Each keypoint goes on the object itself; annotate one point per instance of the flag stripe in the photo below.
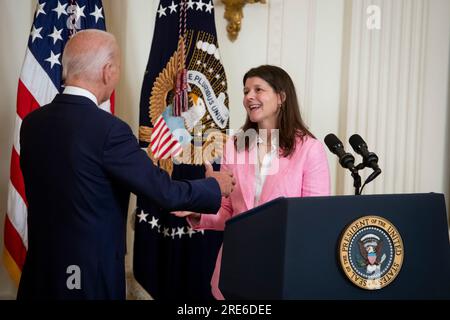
(157, 131)
(161, 136)
(14, 245)
(17, 213)
(170, 150)
(16, 134)
(11, 265)
(16, 175)
(164, 144)
(25, 101)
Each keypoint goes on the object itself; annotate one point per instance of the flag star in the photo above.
(142, 216)
(97, 13)
(200, 5)
(173, 7)
(190, 4)
(60, 9)
(190, 232)
(35, 33)
(154, 222)
(180, 231)
(209, 7)
(161, 11)
(56, 35)
(53, 59)
(40, 9)
(166, 232)
(79, 12)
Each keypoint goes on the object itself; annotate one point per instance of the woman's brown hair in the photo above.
(289, 122)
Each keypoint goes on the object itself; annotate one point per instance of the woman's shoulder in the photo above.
(307, 143)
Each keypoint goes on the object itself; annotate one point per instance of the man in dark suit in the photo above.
(79, 165)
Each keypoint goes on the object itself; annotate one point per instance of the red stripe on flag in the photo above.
(14, 244)
(25, 101)
(16, 175)
(163, 143)
(169, 149)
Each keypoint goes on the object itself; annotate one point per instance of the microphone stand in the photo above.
(357, 178)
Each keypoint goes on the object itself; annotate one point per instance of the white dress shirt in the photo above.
(77, 91)
(261, 169)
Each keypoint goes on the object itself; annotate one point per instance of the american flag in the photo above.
(55, 21)
(163, 143)
(171, 260)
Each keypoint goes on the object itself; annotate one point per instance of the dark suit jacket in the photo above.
(79, 165)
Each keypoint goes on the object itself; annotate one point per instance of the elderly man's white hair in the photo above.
(86, 53)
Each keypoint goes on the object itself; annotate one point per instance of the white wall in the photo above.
(317, 42)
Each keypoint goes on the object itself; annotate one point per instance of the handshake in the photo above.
(224, 179)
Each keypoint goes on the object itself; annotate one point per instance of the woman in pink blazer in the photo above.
(280, 159)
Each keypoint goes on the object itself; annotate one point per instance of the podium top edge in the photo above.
(281, 200)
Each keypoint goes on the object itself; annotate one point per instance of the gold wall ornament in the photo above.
(233, 14)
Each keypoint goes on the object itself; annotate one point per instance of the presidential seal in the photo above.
(371, 252)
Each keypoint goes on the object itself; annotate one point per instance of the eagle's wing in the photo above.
(378, 250)
(362, 251)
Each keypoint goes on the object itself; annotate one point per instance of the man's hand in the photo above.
(224, 178)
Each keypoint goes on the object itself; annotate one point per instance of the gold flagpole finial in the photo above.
(233, 14)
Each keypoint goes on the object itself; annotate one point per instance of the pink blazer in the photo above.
(304, 174)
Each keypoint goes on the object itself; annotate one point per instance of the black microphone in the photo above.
(370, 159)
(335, 145)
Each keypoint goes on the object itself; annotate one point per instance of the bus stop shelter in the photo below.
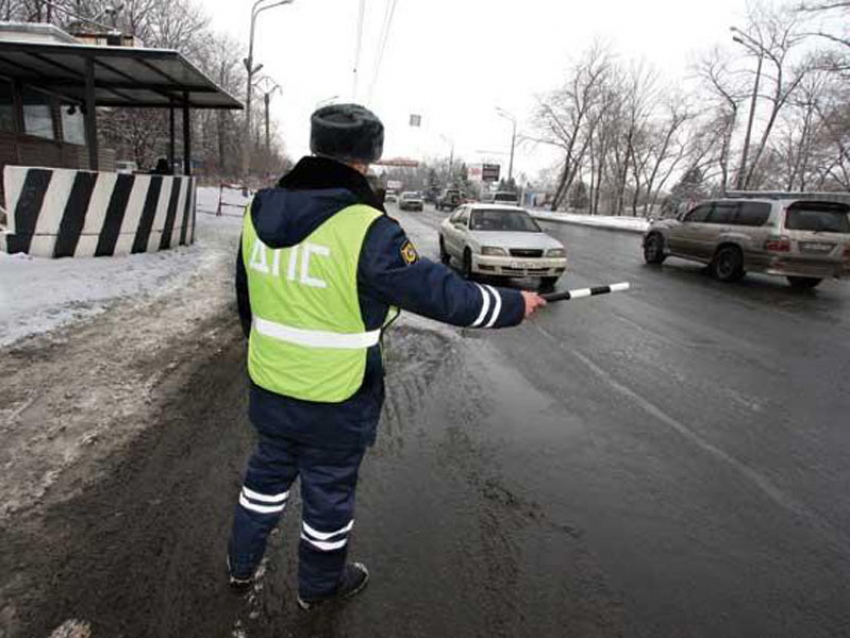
(61, 196)
(107, 76)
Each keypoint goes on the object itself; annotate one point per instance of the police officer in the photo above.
(322, 271)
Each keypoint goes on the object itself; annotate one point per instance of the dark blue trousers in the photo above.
(328, 482)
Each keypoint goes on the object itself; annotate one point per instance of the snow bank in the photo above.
(628, 224)
(38, 295)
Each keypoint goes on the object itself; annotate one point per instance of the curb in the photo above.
(555, 220)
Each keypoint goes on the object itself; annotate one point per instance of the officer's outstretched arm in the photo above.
(391, 272)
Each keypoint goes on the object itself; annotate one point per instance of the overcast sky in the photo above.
(454, 61)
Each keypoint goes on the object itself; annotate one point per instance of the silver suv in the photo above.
(806, 239)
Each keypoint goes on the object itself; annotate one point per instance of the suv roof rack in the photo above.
(842, 198)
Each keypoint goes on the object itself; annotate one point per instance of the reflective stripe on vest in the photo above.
(317, 338)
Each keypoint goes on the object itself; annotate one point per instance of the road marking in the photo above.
(762, 483)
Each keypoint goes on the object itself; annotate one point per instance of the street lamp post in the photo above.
(503, 113)
(754, 47)
(256, 10)
(267, 96)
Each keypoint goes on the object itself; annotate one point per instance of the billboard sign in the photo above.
(490, 172)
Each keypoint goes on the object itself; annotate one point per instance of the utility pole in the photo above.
(256, 10)
(754, 47)
(267, 96)
(451, 158)
(503, 113)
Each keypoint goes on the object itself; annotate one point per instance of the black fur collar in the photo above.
(319, 173)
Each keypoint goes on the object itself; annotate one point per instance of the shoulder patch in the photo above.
(409, 254)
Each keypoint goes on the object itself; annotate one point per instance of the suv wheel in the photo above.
(728, 264)
(445, 258)
(653, 249)
(467, 264)
(803, 282)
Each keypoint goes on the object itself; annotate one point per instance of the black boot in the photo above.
(353, 581)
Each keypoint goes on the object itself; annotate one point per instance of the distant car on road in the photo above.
(804, 240)
(501, 241)
(503, 197)
(450, 199)
(411, 200)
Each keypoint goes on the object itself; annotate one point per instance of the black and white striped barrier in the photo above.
(71, 213)
(585, 292)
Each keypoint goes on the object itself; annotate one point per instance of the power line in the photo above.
(389, 14)
(358, 49)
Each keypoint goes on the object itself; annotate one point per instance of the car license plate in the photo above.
(816, 247)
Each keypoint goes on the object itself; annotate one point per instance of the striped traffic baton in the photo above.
(585, 292)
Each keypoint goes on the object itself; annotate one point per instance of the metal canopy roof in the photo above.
(123, 76)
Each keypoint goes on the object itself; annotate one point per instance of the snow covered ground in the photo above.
(629, 224)
(38, 295)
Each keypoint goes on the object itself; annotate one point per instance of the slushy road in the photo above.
(671, 461)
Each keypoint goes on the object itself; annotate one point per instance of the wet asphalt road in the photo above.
(672, 461)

> Task details: Extract exactly the lines between the line containing "line in the photo above." and the end of the data, including both.

> Answer to the task:
Each keypoint goes on the object itself; annotate one point per instance of the power line in the photo above.
(389, 14)
(358, 49)
Each keypoint goes on the object itself; annotate one point per instance of the car license plate in the photo above.
(816, 247)
Each keypoint goes on the object itself; annotate one point per instance of the striped traffic baton in the photo above.
(585, 292)
Each keypoint goes on the object itself; annotate one point per instance of the metal canopy roof in the photo above.
(123, 76)
Each keypoint goes on the object itself; annotate one point per instance of the snow covered ground in the photo above.
(629, 224)
(38, 295)
Each keypoint goes on the object itself; annotate one point per instance of the slushy road in the photo above.
(671, 461)
Each keypoint goes on the object itself; annotate one point per instance of the wet asphalt road in the photo above.
(672, 461)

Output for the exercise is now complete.